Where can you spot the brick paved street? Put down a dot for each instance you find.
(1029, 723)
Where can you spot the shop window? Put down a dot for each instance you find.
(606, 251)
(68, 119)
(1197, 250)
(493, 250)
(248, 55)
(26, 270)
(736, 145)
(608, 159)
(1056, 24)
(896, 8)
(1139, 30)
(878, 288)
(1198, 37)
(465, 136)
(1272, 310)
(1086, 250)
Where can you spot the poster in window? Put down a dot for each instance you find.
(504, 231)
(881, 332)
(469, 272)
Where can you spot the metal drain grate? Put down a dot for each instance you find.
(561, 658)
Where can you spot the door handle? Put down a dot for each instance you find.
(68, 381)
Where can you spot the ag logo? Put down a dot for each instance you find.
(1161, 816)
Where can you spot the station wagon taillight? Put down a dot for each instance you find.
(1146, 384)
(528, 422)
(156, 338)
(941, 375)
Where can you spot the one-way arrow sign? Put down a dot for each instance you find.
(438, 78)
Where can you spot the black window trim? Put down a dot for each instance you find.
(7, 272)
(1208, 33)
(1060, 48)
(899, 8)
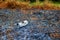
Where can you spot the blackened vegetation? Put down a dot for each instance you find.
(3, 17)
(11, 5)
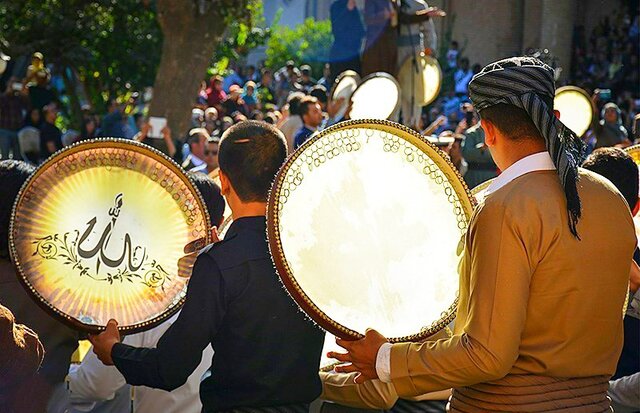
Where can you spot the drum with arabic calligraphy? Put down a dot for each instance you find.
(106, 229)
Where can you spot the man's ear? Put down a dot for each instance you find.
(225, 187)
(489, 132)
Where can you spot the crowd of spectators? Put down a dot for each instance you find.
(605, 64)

*Your instructions*. Output the rows from the line containing "Where can you spot the door" through the end of the rows as a two-column CSV with the headers instruction and points. Give one CSV line for each text together with its answer, with each in a single quoted field and line breaks replaced by spaces, and leave out the pictures.

*Correct output*.
instruction,points
"Where can you spot the door handle? Put down a dot for each instance you find.","(68, 381)"
"Where can you spot the ag logo? Put down a dot for each instance you find.","(1161, 816)"
"Where can you spot the station wagon taillight? Put down a dot for each instance you find.","(1146, 384) (528, 422) (156, 338) (941, 375)"
"Where can you spot the one-way arrow sign? Put down a dot for each instance you find.","(438, 78)"
"Where can you spot the black window trim? Put down a dot for each instance you find.","(7, 272) (1208, 33) (1060, 48) (899, 8)"
"Where can you spot the blackened vegetation? Put down a dot for each instance you find.","(3, 17) (11, 5)"
"Where can you spot the drum with arabic calligraphy? Put down a dot for each instance you find.","(106, 229)"
"Where can you spot the man's ear? Put down a dot for each instance you find.","(225, 187) (489, 132)"
"Where can you spot the crowd of spectators? Put down a dot for each instance you find.","(605, 64)"